_GIVEN PROBLEM_
Please copy word for word the lines below, from the line containing "I'd really appreciate it if you could find the bright" through the line containing "[219,160,527,392]", with both of those lines included.

_Raw rows_
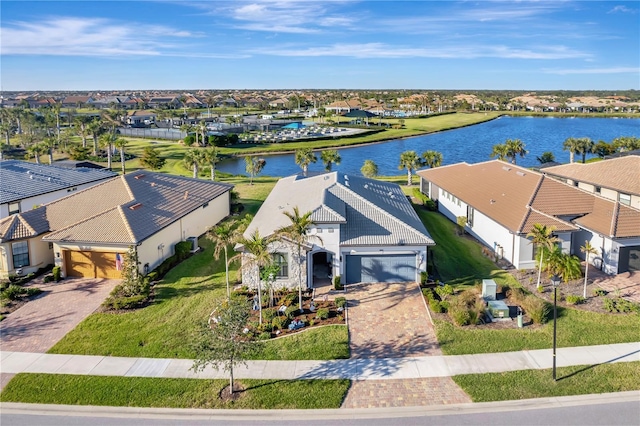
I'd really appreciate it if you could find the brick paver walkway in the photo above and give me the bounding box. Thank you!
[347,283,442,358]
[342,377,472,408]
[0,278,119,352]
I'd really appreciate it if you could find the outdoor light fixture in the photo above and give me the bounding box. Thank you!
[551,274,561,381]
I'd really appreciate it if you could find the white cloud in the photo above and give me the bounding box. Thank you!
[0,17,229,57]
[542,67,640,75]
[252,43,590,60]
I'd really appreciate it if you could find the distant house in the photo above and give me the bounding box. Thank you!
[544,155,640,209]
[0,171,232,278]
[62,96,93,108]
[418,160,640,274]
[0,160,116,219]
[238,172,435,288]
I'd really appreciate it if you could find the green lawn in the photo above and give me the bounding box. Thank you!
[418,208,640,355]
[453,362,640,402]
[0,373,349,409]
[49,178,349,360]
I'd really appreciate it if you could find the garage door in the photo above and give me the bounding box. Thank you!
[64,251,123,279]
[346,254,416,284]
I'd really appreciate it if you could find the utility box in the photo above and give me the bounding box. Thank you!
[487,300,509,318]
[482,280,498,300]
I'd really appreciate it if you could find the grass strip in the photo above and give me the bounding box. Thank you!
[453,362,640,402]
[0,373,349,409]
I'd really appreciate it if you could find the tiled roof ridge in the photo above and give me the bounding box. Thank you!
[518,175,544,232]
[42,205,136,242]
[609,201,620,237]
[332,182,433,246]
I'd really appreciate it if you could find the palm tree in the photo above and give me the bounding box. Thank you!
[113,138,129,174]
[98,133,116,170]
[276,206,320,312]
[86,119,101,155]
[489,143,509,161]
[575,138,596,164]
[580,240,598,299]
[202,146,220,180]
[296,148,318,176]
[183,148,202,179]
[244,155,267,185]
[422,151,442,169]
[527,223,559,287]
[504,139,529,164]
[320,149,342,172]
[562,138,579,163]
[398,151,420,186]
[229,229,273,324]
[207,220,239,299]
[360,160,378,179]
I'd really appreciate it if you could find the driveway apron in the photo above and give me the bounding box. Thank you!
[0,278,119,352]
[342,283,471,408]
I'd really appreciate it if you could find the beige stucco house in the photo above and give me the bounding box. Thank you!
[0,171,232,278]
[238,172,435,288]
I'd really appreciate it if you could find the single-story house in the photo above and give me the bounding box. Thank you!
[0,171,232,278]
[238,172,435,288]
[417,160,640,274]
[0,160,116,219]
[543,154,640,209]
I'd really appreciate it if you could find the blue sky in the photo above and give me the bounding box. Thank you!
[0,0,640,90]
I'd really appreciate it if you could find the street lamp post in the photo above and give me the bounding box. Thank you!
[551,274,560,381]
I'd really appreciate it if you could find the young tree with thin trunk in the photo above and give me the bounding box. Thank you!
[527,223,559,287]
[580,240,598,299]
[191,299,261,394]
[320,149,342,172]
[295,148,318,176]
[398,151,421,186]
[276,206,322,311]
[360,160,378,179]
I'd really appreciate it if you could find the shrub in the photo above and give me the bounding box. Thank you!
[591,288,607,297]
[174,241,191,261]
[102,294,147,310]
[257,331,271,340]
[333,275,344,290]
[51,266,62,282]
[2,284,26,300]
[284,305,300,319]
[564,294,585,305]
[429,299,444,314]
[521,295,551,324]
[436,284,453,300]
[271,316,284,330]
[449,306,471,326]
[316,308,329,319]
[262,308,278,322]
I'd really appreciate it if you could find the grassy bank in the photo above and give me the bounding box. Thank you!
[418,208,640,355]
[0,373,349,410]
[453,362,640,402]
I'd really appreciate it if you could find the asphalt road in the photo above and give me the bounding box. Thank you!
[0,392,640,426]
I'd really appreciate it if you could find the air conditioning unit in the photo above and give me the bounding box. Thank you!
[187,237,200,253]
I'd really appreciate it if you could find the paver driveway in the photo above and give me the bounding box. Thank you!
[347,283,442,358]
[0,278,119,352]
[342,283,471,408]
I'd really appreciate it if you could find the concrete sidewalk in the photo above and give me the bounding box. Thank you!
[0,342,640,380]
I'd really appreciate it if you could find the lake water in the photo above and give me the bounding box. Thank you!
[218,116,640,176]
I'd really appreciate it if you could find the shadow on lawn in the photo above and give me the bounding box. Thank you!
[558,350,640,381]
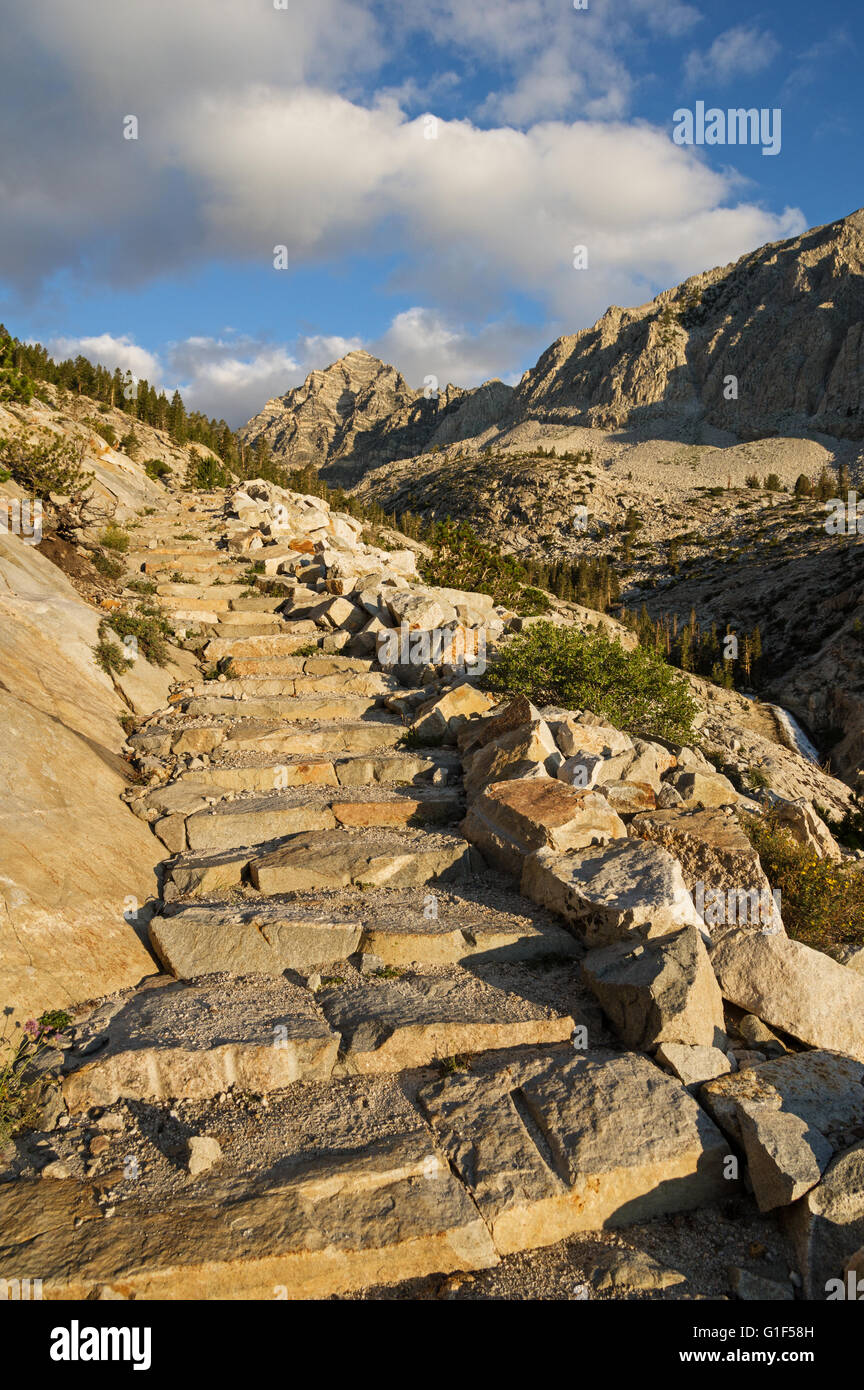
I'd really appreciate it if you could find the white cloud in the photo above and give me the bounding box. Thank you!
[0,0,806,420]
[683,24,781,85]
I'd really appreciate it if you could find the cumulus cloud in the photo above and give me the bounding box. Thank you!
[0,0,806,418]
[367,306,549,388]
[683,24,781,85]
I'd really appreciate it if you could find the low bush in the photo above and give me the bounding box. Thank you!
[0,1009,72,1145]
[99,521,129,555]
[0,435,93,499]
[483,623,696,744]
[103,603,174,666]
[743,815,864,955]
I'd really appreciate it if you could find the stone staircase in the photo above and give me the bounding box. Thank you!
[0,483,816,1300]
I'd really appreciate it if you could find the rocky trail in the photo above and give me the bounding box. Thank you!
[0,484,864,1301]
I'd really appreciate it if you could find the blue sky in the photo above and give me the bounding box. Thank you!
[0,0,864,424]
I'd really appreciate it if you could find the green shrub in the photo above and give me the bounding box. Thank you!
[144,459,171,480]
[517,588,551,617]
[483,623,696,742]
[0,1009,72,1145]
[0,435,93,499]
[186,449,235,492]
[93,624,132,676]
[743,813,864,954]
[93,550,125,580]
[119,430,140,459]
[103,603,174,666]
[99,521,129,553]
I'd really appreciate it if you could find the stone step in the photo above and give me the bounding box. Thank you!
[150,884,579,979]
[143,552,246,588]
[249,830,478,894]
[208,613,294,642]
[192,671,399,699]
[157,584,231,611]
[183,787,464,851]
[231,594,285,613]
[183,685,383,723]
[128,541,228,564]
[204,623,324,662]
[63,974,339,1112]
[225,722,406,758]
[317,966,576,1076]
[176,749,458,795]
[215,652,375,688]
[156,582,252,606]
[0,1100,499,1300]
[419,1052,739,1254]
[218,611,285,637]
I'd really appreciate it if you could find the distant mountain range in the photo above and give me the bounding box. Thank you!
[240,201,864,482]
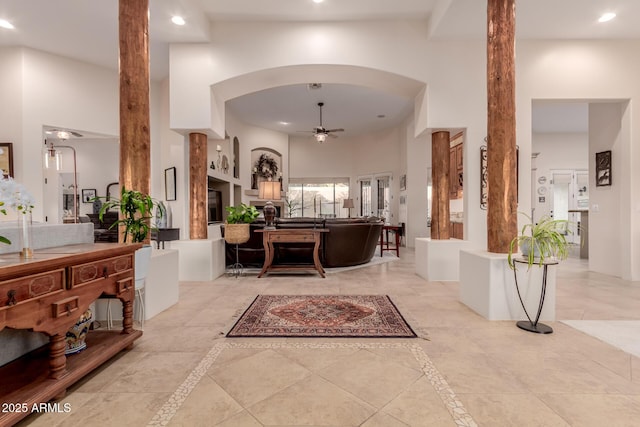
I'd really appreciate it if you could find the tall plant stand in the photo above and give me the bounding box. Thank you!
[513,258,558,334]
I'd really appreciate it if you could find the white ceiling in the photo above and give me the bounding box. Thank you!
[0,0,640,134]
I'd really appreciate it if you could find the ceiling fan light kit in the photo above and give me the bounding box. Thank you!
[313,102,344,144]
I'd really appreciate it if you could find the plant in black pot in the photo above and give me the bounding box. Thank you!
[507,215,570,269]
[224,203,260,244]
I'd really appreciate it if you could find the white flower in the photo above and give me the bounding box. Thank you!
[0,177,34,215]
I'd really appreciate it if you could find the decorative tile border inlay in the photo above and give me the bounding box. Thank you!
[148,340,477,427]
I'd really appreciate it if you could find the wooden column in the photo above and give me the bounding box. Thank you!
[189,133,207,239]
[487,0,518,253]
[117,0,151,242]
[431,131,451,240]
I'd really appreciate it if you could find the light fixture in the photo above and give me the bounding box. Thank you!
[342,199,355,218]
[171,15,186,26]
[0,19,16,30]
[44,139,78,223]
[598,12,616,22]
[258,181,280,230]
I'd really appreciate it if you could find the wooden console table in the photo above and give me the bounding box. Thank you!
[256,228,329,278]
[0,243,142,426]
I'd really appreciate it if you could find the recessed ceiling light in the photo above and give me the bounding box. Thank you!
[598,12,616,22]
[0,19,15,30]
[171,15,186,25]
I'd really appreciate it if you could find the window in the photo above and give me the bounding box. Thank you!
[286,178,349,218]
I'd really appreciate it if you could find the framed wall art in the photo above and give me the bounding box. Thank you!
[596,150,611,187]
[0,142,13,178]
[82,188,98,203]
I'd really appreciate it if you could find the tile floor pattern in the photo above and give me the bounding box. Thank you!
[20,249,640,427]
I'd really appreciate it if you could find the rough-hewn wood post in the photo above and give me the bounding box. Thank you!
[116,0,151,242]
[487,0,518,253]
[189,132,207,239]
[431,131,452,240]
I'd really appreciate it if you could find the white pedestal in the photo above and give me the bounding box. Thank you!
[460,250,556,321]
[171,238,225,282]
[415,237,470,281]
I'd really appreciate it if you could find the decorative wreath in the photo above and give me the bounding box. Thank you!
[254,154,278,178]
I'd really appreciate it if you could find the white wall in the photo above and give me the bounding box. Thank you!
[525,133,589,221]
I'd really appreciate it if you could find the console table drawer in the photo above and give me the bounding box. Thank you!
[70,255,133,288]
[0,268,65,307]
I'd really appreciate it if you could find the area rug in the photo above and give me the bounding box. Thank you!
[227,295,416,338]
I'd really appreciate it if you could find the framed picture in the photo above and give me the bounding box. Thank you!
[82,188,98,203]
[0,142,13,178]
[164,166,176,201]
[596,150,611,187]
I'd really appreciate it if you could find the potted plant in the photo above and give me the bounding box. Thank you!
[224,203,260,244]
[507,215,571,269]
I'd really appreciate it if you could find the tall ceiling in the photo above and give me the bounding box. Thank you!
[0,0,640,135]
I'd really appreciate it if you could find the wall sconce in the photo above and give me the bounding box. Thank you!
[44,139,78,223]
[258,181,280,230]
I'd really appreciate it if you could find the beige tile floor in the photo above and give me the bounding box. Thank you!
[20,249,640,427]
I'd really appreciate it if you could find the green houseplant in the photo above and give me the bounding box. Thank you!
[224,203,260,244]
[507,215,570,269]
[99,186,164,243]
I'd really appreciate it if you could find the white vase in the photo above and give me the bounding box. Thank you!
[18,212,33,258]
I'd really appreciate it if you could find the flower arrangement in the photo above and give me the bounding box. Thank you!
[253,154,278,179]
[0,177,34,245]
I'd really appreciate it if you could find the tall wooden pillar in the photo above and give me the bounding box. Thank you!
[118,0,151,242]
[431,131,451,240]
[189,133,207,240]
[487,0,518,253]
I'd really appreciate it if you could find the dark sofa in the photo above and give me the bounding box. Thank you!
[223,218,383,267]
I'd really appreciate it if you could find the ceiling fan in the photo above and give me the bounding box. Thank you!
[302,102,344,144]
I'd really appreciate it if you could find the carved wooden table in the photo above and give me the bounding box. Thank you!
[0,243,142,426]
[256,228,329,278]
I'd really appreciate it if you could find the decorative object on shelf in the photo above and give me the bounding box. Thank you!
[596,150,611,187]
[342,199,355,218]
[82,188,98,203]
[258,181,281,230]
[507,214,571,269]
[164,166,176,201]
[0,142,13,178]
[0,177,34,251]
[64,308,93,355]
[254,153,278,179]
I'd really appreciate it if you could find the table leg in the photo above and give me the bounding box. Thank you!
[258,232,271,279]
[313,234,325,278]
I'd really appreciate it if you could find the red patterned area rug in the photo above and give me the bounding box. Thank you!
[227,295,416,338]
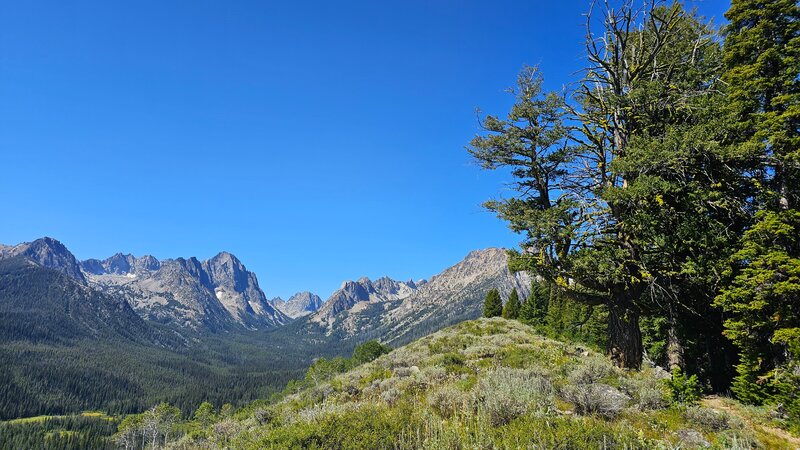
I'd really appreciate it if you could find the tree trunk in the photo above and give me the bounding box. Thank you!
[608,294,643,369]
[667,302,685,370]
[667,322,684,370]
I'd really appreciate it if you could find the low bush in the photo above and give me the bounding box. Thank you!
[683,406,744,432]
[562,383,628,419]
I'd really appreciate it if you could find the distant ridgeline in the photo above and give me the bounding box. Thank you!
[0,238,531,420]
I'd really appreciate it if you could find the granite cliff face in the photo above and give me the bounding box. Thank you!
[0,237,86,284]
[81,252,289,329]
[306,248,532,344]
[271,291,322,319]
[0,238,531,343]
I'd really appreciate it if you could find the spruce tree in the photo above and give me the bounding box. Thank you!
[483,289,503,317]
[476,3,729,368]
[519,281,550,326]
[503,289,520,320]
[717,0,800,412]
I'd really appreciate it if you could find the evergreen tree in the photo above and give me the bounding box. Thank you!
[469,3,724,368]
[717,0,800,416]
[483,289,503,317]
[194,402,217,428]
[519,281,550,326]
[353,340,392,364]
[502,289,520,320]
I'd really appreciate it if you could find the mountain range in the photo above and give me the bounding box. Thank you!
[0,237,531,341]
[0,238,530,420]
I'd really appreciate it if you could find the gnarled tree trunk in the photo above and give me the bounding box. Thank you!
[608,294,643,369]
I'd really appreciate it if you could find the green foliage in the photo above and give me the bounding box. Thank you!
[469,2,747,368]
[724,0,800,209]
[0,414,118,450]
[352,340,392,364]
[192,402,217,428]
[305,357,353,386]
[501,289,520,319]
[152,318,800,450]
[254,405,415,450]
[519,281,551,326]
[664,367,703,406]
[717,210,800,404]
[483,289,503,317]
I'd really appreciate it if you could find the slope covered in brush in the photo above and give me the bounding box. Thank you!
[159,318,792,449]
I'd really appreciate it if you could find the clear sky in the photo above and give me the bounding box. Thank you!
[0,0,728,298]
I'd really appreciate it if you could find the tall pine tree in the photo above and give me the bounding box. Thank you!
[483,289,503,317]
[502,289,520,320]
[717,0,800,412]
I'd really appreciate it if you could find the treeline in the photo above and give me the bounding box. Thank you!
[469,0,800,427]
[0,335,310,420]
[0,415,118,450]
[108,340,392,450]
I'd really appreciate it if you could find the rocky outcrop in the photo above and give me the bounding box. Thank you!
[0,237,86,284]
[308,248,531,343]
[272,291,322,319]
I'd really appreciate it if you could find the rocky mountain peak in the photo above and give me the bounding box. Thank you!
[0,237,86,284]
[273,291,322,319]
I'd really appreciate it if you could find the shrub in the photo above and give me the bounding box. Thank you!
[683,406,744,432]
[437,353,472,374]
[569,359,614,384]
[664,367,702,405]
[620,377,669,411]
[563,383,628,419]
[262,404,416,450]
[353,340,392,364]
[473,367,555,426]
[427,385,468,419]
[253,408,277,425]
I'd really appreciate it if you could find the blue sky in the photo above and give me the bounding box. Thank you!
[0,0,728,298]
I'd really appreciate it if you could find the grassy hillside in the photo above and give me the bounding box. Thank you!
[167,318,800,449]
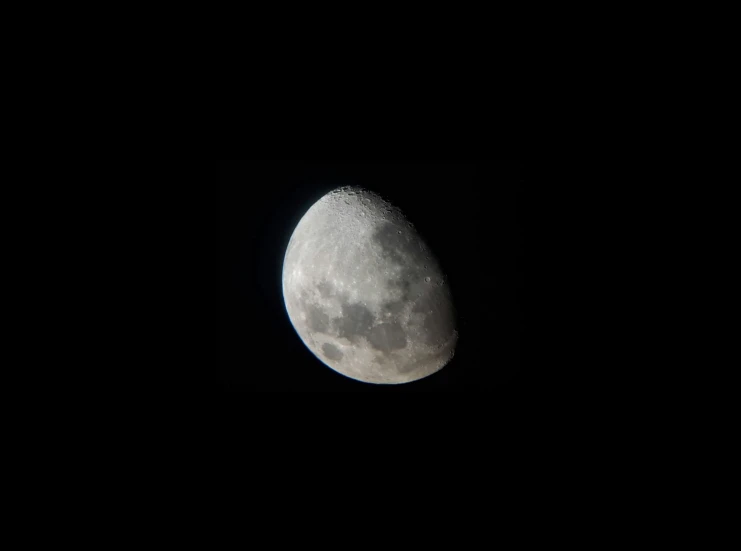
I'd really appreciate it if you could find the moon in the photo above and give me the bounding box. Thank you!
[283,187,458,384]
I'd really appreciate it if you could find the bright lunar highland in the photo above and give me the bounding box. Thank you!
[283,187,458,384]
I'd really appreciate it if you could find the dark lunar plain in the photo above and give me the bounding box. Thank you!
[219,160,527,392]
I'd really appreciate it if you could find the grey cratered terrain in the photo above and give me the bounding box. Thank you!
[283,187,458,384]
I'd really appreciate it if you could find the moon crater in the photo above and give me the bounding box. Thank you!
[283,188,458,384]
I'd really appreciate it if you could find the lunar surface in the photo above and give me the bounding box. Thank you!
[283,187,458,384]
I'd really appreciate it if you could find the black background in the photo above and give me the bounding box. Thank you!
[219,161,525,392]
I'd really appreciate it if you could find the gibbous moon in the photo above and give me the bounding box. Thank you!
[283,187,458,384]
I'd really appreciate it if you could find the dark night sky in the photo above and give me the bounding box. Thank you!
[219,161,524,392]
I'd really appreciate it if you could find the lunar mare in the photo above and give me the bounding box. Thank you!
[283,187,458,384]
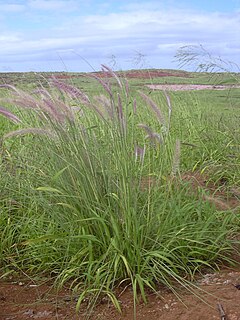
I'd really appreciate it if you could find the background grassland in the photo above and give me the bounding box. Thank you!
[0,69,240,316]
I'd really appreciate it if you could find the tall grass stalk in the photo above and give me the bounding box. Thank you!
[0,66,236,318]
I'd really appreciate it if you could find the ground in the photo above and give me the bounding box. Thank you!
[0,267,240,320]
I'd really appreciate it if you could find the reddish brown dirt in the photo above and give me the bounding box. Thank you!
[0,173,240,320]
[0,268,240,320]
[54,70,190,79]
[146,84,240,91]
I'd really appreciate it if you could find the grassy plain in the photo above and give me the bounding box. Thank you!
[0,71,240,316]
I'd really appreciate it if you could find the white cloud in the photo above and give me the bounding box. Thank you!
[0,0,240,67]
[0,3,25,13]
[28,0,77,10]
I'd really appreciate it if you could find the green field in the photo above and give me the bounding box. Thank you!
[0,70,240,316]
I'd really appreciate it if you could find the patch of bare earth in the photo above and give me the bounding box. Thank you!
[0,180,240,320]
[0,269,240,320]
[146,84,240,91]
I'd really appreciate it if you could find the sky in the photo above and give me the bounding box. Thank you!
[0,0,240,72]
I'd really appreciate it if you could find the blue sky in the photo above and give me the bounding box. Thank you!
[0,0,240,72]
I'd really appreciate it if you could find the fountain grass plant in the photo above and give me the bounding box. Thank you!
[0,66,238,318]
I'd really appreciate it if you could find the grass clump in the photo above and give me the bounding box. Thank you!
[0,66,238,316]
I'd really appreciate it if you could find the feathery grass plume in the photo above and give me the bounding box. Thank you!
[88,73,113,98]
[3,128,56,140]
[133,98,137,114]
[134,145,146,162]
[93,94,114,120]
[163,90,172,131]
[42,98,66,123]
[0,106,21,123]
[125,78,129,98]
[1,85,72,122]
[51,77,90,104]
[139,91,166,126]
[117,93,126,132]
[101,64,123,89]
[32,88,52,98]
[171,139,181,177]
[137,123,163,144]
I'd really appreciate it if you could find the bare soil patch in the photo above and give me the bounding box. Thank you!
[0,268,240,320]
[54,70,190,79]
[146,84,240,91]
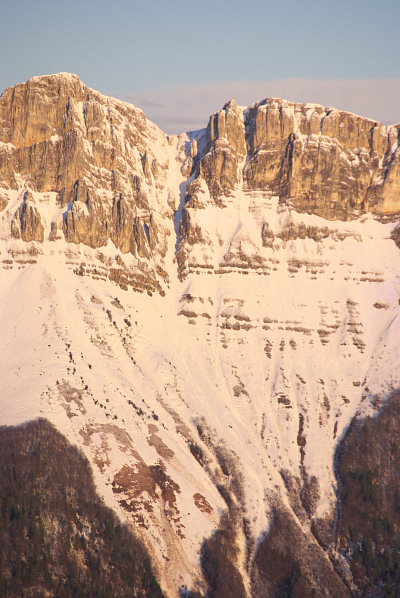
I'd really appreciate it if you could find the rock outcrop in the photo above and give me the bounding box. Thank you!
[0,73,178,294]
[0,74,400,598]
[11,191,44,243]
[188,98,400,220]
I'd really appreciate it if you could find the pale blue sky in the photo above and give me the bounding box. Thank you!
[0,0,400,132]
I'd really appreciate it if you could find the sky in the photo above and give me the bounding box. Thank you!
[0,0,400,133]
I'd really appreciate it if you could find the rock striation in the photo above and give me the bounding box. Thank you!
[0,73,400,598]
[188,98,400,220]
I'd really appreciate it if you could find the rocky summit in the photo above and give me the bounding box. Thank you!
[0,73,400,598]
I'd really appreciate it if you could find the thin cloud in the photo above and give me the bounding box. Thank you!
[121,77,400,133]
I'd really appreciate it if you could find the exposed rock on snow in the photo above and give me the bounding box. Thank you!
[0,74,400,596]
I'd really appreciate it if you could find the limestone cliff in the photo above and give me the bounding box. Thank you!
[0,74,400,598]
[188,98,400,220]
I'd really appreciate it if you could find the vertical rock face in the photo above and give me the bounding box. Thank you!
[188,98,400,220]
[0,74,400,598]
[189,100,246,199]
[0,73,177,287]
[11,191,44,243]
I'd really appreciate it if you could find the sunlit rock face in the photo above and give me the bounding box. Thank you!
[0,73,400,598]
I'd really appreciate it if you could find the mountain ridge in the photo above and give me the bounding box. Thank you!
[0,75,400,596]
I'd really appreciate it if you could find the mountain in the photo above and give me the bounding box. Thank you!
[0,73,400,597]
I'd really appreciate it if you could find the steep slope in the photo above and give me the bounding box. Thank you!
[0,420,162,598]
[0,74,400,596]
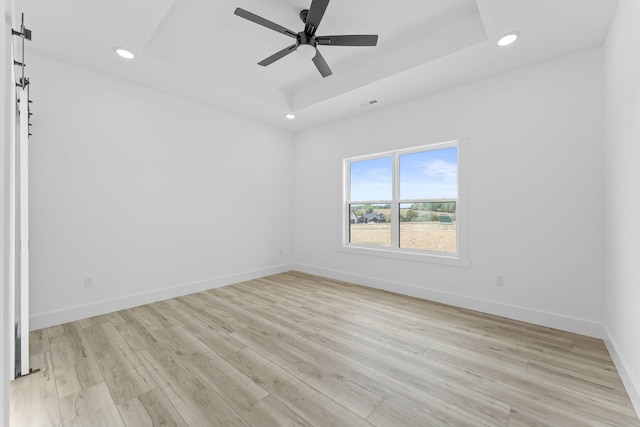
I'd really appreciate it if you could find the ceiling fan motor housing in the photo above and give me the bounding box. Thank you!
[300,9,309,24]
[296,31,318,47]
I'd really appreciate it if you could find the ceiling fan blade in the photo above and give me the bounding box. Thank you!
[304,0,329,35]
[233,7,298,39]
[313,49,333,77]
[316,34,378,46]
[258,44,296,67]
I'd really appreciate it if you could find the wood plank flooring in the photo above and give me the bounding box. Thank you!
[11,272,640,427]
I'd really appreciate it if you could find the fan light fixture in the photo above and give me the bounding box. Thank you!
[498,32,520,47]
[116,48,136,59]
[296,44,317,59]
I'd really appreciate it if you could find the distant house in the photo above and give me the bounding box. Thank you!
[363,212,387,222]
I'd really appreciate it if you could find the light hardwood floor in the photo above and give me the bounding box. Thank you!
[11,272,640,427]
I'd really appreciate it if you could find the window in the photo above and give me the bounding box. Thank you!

_EXERCISE OUTPUT_
I'd really appreciate it if you could find the bright lunar highland in the photo above and give me the bounding box. Thank you!
[283,187,458,384]
I'd really appreciate it if you could find the dark lunar plain in the photo above and give me the bounding box. Thank you!
[219,160,527,392]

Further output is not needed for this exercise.